WHAT YOU SHOULD DO>
The material is to be repeated exactly, from first line to last.
========
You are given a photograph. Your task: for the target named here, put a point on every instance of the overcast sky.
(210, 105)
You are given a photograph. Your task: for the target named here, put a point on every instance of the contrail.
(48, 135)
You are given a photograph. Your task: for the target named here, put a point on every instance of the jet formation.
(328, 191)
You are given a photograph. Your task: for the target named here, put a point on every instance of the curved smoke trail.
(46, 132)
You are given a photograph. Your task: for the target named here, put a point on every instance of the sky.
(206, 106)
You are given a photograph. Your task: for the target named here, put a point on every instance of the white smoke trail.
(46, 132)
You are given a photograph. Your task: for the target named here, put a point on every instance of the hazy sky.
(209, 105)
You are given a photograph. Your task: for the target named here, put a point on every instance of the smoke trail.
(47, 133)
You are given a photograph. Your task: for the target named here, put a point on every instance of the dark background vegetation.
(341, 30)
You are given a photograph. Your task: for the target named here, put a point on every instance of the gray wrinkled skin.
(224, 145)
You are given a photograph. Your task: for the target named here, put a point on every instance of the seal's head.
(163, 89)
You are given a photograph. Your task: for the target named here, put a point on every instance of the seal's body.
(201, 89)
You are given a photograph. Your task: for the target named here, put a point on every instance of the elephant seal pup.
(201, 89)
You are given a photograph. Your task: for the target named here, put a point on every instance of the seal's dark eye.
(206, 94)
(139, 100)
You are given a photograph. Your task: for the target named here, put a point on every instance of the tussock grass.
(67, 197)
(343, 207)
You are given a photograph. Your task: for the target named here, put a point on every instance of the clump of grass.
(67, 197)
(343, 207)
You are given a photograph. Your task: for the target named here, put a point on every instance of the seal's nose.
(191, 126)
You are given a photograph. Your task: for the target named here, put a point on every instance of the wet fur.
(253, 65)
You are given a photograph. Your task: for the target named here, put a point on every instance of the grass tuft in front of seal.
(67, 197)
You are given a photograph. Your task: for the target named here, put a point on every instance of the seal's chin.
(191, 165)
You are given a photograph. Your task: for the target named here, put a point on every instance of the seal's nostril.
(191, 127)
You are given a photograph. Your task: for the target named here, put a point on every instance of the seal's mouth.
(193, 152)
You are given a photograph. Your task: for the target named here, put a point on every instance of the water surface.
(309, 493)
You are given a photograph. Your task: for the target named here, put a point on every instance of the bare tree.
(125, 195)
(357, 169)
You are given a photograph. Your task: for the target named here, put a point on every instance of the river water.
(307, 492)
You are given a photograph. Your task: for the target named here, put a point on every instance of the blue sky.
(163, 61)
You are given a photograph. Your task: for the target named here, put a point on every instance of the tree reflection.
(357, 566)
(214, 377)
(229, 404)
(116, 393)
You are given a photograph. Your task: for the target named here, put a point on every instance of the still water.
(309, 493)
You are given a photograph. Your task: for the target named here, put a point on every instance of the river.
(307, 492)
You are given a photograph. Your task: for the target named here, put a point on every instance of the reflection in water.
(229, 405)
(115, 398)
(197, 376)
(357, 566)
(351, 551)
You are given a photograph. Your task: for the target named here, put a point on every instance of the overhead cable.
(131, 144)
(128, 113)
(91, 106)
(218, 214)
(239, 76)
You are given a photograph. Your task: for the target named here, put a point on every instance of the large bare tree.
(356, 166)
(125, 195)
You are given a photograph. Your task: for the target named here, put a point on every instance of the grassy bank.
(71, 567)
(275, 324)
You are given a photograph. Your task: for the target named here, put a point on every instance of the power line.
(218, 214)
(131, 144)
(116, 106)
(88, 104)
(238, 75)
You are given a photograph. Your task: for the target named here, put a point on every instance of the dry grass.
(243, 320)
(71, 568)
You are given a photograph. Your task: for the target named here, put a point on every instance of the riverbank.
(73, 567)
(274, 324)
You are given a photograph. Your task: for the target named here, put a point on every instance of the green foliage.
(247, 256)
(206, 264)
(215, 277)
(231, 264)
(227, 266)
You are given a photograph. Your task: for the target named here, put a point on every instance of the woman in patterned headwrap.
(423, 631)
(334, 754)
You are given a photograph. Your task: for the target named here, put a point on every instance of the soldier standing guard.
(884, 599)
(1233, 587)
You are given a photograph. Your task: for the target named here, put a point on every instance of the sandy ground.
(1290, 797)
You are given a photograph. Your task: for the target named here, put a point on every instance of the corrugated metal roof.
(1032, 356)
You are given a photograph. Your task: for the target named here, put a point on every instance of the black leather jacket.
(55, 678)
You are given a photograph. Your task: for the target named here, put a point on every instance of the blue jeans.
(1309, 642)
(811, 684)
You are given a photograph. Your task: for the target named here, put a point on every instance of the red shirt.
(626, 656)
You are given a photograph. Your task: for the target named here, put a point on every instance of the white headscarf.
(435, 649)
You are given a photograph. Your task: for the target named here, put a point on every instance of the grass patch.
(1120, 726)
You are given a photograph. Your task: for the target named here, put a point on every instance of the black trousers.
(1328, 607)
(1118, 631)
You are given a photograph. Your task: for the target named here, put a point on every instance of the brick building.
========
FINISHED TASK>
You are given a photograph. Your task: for the target named here, put a point on every instance of the overcast sky.
(210, 105)
You are given a photograph. Your task: for the target named here, put a point on every instance of the contrail.
(48, 135)
You are given a photograph. Your task: for the target named here, put a point on every instance of the jet formation.
(328, 191)
You are given a photograph. Your task: for the target named here, put a point on every instance of the curved smoke trail.
(46, 132)
You are given a photograph. Your task: for the target named here, put a point on every instance of the sky.
(206, 106)
You are given a photograph. Your task: for the target named here, put a point on every instance of the white smoke trail.
(46, 132)
You are given a photograph. Your task: for the target named here, put a point on every instance of the hazy sky.
(209, 105)
You are given a photograph. Your task: for the target named here, put a point on every instance of the smoke trail.
(47, 133)
You are given a photograph. Your task: for the target named here, put a point on every instance of the dark background vegetation.
(341, 30)
You are given a photograph. Your task: for the target named here, put a point on every instance of the gray wrinkled skin.
(224, 145)
You are given a photograph. Your task: for the target named here, put a point on every instance of the seal's head.
(163, 89)
You are given a photograph. Your task: for the target named here, put a point on every instance of the seal's body.
(201, 89)
You are given a photograph. Your task: for the target named here, put a point on every instance of the elephant seal pup.
(201, 89)
You are given a photograph. Your task: for the target named here, put a point on every instance of the seal's dark eye.
(206, 94)
(139, 100)
You are given a photograph. Your task: for the target named here, put a point on every instance of the tussock grass.
(67, 197)
(343, 207)
You are given a photograph. Your task: for the target named here, put a point on every instance of the clump of grass.
(67, 197)
(343, 207)
You are given a photograph. Your task: for the target named here, put a point on every instance of the seal's nose.
(191, 126)
You are given a photograph. Your task: for the target named here, put a point on every instance of the wet fur.
(253, 65)
You are given a photograph. Your task: for the target named here, put a point on every instance of the grass tuft in front of seal.
(67, 197)
You are given a photograph. Your task: for the target named here, put a point on every instance of the seal's chin.
(191, 165)
You are given a photograph. Your task: for the target named here, put a point on every instance of the seal's nostril.
(191, 127)
You are given a photograph. Your task: for the target named here, put a point on every instance of the seal's mouth.
(193, 152)
You are given a photograph. Your task: for the target named here, put a point on every instance of the water surface.
(309, 493)
You are given a photograph. Your task: for the target named here, put a point on every instance of the bare tree.
(125, 195)
(357, 169)
You are given a photograph. Your task: for the target named here, put a point on every instance of the river water.
(307, 492)
You are given a photograph. Your task: for the target named here, put a point on every instance of the blue sky.
(163, 61)
You are given a photograph. Your task: for the target named here, put a point on every instance of the tree reflection.
(357, 566)
(214, 377)
(229, 404)
(116, 393)
You are given a photograph. Your task: for the target named here, put a point on every instance of the still water.
(309, 493)
You are given a photograph. Your task: for the target named here, put a point on every instance of the river.
(307, 492)
You are given a photograph. Your task: for the target named here, put a point on every instance of the reflection in water.
(229, 405)
(115, 398)
(197, 376)
(357, 566)
(351, 551)
You are given a photograph. Your task: for the target named here, put a point on every instance of the overhead cable.
(131, 144)
(128, 113)
(91, 106)
(218, 214)
(239, 76)
You are given a photograph. Your task: for the target named here, put a point on every instance of the large bare tree.
(356, 166)
(125, 195)
You are given a photograph. Your task: for the target named here, put a point on every instance of the grassy bank.
(71, 567)
(275, 324)
You are given a photograph. Your task: for the target named here, put a point on every instance of the power line.
(218, 214)
(131, 144)
(116, 106)
(88, 104)
(238, 75)
You are given a photograph. Your task: for the target named here, put a point on every instance of the dry grass.
(243, 320)
(71, 568)
You are given a photograph. Your task: for the target named here, put a point on every instance of the riverbank.
(73, 567)
(274, 324)
You are given a photograph. Your task: for the target named here, put a point on every instance of the green foliage.
(247, 256)
(206, 264)
(215, 277)
(231, 264)
(227, 266)
You are given a photograph. Your task: for the target named here, put a point on every instance of the woman in patterned headwrap.
(423, 631)
(334, 754)
You are given a photograph. Your task: for the target named here, put a point on every instance of the soldier standing guard.
(884, 599)
(1233, 587)
You are given a photograph. Your task: for the target named here, put a point on every instance of the sandy ground.
(1290, 797)
You are given a photograph. Your task: for the target named here, put a point on every instance of the corrugated metal roof.
(1032, 356)
You are given a photograph. Your task: for the target named here, put a point on every instance of the black leather jacket.
(55, 678)
You are given a photograph. Your task: for the target named here, put a point on every instance of the blue jeans.
(1309, 642)
(811, 684)
You are given a photograph. Your task: for the target named here, put a point on every instance of the red shirt.
(626, 656)
You are given a photograph. Your task: for the target named here, put a point on every instance of the white headscarf.
(435, 649)
You are given a photograph. Your task: for the target named here, put a point on every instance of the grass patch.
(1120, 726)
You are given a photograph. Your task: for the target named here, put a point on every instance of the black trousers.
(1328, 607)
(1118, 631)
You are given a photograph. Your task: for the target named here, put a point on every instance of the brick building.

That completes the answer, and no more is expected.